FAÇA ISTO:
Por favor, escreva a continuação da resenha sobre o livro de Rodrigo Caldeira a partir do ponto em que ela para.

TRECHO SELECIONADO:

━━━

As coisas “livres no olhar de cada um”

Wladimir Cazé [1]

Neste seu primeiro livro, Rodrigo Caldeira lança um olhar amoroso e lúcido à cidade, à mulher, ao indivíduo cindido dos dias de hoje e à tradição poética brasileira, acionando algumas das múltiplas lentes e filtros que um escritor tem à mão: a mirada social; o enlevo amoroso e o encontro erótico; a revisão-releitura de textos-chave da nossa modernidade; os reflexos (e reflexões) do eu partido; a contemplação meditativa sobre o tempo e a vida. São esses os principais temas que o poeta escolhe e se dedica a escrutinar em mais de 50 poemas de estilos e formatos variados, todos eles, no entanto, perpassados por uma única dicção.
 Na peça de abertura, “Identidade”, o poeta se apresenta e expõe suas referências, sem culpa, num tributo ao cânone modernista (Drummond, Pessoa, Adélia, Bandeira) que reconhece e incorpora (para superá-la) certa angústia da influência – tema caro ao autor, que em seu mestrado em letras pela Universidade Federal do Espírito Santo estudou a presença da poesia de Drummond nos primeiros escritos de João Cabral de Melo Neto. Essa reverência à tradição é um traço marcante de Inventário dos olhos e atravessa o volume do começo ao fim. Em compensação, já meio caminho andado livro adentro, o leitor se depara com um poema quase raivoso como “Raiz”, que alude a certa planta drummondiana para, com ousadia, afirmar a própria voz:

Enterrarei meu corpo sob esse chão cinza
e feito raiz quebrarei os paralepípedos:
uma estranha árvore na confusão do tráfego.

━━━

DADOS FORNECIDOS:
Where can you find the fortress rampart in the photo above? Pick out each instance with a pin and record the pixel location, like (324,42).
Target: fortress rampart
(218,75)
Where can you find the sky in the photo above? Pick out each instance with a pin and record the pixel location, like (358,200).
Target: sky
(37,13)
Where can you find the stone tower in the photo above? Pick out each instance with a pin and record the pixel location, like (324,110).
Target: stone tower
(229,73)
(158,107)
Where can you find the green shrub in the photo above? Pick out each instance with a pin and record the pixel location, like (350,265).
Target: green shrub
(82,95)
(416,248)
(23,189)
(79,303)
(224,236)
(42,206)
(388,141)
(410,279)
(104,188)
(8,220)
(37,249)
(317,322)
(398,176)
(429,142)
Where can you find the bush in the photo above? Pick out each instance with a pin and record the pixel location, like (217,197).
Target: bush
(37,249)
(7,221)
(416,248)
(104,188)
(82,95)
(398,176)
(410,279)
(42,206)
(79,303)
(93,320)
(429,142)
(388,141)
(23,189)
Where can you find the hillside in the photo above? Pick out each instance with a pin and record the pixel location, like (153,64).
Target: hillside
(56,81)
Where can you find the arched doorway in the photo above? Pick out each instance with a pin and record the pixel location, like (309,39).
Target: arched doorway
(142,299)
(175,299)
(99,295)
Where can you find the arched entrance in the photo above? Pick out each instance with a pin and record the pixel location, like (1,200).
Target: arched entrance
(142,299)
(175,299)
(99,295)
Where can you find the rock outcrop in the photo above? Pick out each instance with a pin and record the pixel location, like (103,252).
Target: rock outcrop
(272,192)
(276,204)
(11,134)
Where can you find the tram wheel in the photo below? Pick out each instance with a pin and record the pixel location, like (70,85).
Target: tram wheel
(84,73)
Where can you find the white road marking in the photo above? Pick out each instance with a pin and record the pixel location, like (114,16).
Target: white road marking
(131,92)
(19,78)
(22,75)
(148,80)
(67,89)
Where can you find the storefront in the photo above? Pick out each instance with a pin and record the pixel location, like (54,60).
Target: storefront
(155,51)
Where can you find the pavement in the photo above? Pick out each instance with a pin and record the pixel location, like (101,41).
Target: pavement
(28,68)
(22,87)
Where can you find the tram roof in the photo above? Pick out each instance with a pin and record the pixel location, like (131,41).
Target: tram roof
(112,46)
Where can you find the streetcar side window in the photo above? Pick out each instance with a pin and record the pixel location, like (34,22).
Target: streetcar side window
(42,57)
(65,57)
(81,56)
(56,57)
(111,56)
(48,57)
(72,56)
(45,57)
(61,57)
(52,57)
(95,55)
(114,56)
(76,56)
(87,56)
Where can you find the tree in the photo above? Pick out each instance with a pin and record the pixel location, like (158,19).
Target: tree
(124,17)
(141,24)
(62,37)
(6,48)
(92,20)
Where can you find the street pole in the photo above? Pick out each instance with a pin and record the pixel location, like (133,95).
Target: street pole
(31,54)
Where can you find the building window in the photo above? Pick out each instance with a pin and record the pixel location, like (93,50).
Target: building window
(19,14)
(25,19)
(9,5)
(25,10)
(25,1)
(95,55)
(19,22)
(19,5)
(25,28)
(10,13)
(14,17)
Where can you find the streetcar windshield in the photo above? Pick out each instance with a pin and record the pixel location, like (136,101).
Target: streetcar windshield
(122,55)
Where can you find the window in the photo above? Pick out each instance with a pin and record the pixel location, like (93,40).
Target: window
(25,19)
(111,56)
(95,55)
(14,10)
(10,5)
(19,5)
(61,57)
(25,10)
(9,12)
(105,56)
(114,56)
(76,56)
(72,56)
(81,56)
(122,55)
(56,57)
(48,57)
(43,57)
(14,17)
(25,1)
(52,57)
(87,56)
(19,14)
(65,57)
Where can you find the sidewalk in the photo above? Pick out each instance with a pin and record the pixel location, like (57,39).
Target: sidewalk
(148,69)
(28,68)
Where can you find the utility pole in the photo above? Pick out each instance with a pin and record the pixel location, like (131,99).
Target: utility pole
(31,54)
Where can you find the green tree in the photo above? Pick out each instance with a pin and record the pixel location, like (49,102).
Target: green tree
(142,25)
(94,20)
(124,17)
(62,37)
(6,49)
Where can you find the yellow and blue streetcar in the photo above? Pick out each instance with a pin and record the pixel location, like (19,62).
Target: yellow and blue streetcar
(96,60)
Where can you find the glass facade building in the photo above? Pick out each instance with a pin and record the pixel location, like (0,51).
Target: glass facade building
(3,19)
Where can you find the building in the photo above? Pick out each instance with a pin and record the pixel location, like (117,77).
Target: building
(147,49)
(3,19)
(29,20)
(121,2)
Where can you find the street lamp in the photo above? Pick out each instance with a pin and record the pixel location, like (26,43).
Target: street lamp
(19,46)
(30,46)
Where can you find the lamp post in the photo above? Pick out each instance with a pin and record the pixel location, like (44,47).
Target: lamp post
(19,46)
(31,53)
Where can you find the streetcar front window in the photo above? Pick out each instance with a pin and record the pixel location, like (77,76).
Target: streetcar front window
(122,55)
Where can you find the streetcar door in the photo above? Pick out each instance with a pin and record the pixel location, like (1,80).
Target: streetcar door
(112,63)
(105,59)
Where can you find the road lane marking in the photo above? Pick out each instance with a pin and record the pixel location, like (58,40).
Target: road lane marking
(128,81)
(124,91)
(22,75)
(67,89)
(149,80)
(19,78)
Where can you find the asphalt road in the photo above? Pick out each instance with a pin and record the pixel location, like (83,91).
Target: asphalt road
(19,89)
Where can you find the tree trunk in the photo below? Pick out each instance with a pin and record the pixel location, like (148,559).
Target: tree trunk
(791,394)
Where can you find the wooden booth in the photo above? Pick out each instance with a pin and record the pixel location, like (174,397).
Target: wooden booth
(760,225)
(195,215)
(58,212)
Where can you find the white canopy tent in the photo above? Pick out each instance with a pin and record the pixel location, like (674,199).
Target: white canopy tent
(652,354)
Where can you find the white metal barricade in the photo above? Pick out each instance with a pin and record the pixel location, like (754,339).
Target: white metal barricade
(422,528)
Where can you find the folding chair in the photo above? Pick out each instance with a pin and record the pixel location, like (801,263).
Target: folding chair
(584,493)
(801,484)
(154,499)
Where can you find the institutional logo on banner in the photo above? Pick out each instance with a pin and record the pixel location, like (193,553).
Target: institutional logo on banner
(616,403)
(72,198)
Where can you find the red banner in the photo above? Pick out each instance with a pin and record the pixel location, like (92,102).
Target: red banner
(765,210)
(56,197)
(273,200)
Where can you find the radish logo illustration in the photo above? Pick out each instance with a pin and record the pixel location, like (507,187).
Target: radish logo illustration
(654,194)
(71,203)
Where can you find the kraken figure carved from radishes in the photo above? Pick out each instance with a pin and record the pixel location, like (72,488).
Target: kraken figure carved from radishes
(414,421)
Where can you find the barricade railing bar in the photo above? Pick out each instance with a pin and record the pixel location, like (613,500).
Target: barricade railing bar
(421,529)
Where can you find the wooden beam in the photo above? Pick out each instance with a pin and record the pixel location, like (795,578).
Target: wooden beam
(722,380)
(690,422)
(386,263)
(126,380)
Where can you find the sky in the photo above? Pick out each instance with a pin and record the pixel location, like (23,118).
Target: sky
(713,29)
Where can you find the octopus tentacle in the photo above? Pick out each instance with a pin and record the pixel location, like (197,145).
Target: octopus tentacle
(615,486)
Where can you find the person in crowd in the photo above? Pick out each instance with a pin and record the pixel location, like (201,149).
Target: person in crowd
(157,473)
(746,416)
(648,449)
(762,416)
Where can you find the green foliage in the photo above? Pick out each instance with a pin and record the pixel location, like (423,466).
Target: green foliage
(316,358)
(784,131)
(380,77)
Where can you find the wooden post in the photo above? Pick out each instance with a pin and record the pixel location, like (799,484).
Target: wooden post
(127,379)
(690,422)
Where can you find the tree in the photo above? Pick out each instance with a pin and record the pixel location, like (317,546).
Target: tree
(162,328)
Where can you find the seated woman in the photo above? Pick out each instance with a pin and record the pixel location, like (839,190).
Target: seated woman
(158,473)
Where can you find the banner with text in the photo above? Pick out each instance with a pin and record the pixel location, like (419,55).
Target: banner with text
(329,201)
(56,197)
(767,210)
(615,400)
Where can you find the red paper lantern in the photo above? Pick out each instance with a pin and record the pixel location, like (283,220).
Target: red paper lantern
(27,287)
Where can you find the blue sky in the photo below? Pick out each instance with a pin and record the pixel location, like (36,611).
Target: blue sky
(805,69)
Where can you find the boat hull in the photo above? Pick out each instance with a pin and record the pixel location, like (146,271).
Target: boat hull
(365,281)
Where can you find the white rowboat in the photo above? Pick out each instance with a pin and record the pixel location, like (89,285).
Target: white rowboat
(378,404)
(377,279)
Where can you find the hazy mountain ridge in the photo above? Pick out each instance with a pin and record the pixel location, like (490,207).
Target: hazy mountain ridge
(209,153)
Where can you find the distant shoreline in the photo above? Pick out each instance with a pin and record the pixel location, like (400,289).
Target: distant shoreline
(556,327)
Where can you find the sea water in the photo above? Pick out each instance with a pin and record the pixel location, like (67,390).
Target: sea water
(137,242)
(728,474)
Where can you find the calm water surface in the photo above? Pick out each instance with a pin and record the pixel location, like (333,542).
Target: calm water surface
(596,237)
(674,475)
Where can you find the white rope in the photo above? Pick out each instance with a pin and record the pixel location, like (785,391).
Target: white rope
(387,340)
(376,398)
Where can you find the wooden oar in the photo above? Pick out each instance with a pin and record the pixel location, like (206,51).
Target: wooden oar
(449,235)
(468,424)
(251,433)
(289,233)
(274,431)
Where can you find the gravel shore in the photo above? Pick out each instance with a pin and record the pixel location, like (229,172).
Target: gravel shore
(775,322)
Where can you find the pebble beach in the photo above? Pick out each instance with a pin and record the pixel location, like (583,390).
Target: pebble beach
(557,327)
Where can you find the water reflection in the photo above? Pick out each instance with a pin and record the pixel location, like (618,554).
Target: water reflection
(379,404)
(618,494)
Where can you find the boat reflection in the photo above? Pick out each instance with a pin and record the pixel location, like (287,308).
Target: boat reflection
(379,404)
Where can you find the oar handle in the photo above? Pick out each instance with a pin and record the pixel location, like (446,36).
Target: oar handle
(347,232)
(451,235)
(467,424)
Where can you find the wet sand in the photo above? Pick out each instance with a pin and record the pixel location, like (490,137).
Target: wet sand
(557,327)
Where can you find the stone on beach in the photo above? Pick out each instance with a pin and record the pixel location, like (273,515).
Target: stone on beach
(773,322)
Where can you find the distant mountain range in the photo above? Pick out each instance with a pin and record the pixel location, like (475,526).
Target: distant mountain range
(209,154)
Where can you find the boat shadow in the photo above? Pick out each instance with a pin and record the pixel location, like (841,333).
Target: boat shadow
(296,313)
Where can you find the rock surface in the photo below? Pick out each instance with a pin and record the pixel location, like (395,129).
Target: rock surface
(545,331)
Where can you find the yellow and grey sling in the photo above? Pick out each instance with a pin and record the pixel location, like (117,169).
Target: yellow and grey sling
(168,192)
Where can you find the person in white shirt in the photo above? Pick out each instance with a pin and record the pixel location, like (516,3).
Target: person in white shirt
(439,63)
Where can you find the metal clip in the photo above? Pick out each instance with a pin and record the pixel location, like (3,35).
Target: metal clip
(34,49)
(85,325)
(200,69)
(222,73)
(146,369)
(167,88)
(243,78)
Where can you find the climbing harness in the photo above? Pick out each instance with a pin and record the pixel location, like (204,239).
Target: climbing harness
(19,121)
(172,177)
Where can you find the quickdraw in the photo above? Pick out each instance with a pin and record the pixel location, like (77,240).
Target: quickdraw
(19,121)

━━━

RESPOSTA DO EXERCÍCIO:
(...)

Ninguém passará sobre meu corpo impunemente.

“Raiz” também descortina o tema do excluído social, figura que se fará recorrente no conjunto de textos, sempre pelo viés da solidariedade indignada e de certa sensação de impotência, como no poema “Fingidor”:

(...)

(Há no sinal vermelho olhos de crianças
não verdesperanças – olhos pretos de fomes infantis
reletidas nos vidros que se fecham)
(...)

           O poeta fita o espaço urbano e percebe que nesse cenário não há lugar para a poesia: habita um “(...) jardim de pedras / onde um poema não resistirá ao peso das flores mortas”. Mas mesmo diante das adversidades, ele, gauche que é, ergue sua bandeira e escreve seu poema-construção – mostrando-se ciente, por outro lado, de que a realidade vista e vivida está sempre aquém e além de qualquer ideia ou emoção que o texto possa enunciar (como explicita o poema “Amar: verbo incurável”, no qual se lê: “tardo com palavras / o que os olhos já dizem ao léu”).
Em “Pontilhismo por uma paixão”, o poema assume a voz de um quadro (uma pintura) e desenha uma cena íntima, que tem lugar em algum momento da madrugada. Tristeza e desejo se confundem com os corpos dos amantes sob a luz difusa. Termo proveniente da história da arte, pontilhismo é o nome de uma técnica de pintura, surgida depois do apogeu do impressionismo, na qual pequenas formas e manchas coloridas são aplicadas na tela pelo artista, de modo que, ao se reunirem opticamente pelo olhar do observador, adquirem, à distância, os contornos de uma imagem única. Associando a noção de pontilhismo à poesia de Rodrigo Caldeira, talvez se possa arriscar uma leitura dos poemas de Inventário dos olhos como exemplos de uma possível poesia pontilhista. Como se, ao inventariar os objetos de um mundo descontínuo, informe, o poeta procurasse dar-lhe forma e sentido, representando o aparente caos com que é interpelado pela vida. O poema “D’eus” diz:

(...)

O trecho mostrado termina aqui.